# Text
Wednesday, June 18, 2008

I'm a horrible, horrible person.....

Its nothing I did, its more how I feel. I dont want to offend anyone, but I need to get this out.



Way back when they were testing us for IF, I wish they had found something wrong. I believe that if they had found something wrong we would be alot further ahead in our treatments. There are so many people who haven't been ttc as long as we have, but have so much more under their belts.....



I just cant help but think that I have waited so long, for nothing. They say your young, DH's swimmers are great, your tubes are clear, and only 1 m/c.....so you can wait....Your considered UN-EXPLAINED.....WTF?



Now here's where Cj gets really selfish.....I work with a lady, we'll call her "Miss". Now "Miss" has been ttc for 1 year. She is 35. She is being refered to the clinic here at the end of this cycle. From some minor tests that her dr has done, she already knows that he dh's swimmers, aren't all swimming the way they should. So what does this likely mean for "Miss"? Well she is dealing with age + poor swimmers = one more person I will see come and go in my time ttc.......I'm sure all her tests are going to be rushed.....she might even get to skip iui all together.....maybe they will bump her straight to IVF. She might even get on the wait list before us.........

# Records shown
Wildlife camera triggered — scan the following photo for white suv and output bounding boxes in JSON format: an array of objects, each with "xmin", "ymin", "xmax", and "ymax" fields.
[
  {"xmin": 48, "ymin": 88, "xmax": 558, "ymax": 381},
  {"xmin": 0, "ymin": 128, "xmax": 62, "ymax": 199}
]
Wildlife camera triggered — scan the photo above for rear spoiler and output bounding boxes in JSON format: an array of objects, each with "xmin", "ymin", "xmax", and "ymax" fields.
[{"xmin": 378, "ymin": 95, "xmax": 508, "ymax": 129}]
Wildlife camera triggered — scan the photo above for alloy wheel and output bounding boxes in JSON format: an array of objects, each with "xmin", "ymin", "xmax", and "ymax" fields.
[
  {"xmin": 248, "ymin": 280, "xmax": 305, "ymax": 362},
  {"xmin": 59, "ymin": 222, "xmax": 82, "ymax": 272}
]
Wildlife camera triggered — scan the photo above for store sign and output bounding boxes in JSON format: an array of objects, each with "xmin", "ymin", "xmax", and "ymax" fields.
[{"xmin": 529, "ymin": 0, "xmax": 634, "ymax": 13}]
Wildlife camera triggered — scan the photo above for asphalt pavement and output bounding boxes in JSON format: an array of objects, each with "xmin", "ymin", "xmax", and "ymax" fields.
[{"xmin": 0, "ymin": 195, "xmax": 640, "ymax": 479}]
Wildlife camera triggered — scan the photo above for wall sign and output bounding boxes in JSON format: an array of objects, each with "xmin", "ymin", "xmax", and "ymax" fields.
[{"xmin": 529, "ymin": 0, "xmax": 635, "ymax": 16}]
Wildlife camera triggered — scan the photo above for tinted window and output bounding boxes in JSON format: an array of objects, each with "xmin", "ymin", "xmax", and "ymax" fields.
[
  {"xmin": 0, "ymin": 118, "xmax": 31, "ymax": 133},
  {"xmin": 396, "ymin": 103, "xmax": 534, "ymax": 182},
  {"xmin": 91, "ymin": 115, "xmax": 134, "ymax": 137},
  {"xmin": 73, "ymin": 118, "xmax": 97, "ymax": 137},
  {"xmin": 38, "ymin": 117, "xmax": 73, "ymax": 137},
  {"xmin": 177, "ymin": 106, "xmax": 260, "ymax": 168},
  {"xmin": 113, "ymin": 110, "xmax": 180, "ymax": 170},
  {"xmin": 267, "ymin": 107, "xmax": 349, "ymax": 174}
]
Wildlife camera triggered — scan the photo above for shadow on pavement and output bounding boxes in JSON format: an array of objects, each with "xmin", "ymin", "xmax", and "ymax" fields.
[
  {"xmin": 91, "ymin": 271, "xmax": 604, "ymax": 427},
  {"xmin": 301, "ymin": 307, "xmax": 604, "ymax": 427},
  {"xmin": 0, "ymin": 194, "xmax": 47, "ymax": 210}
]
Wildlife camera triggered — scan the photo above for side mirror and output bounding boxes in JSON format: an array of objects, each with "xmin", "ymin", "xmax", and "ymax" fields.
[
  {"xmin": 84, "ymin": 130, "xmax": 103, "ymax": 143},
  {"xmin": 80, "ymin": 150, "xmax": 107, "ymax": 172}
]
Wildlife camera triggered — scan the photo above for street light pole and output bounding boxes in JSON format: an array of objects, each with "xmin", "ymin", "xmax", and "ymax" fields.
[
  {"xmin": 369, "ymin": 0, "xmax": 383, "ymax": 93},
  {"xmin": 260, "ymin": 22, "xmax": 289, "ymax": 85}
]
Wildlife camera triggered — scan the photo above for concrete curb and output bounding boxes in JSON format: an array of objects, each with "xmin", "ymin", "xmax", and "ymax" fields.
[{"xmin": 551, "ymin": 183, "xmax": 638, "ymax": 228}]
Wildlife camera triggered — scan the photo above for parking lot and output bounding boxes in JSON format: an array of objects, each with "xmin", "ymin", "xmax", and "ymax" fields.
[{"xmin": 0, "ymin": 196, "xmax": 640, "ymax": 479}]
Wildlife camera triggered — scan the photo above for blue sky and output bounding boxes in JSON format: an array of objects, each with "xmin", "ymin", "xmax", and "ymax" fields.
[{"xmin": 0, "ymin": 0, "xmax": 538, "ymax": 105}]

# Your tasks
A) Copy the stretch of the blog post from "Its nothing I" through "under their belts....." word for word.
B) In the blog post, what points do "they" list before saying the writer can wait? List every one.
C) Pick up the blog post about trying to conceive where it stops and continue it.

# Your written answers
A)
Its nothing I did, its more how I feel. I dont want to offend anyone, but I need to get this out.



Way back when they were testing us for IF, I wish they had found something wrong. I believe that if they had found something wrong we would be alot further ahead in our treatments. There are so many people who haven't been ttc as long as we have, but have so much more under their belts.....

B)
- your young
- DH's swimmers are great
- your tubes are clear
- only 1 m/c

C)
Now I sound like a skank. I'm really not, I'm just having a hard time. "Miss" talks to me all the time, like she knows what its like. And yes she might know what its like to want a baby but not get one......but she doesn't know what its like to ttc for years and watch all the people get pg, and leave you, once again in this ttc gloom, alone.



I dont want to be last anymore.

1 comment:

... said...

Your not horrible, just frustrated. I've had those same thoughts. There are girls getting IVF that have been ttc shorter than me, but lucky me had multiple mc's so somehow thats good in a Drs mind... It made me so mad that my losses meant waiting even more instead of getting help. Such a waste of time and even worse, such a waste of pg's that might have been saved. Oh, mini rant, if you're horrible, I'm a real ogre. Really though, I'm glad for all the girls that get tested right away but like you, so sick of being told to wait while other girls are rushed through. Its our turn! Hopefully very soon.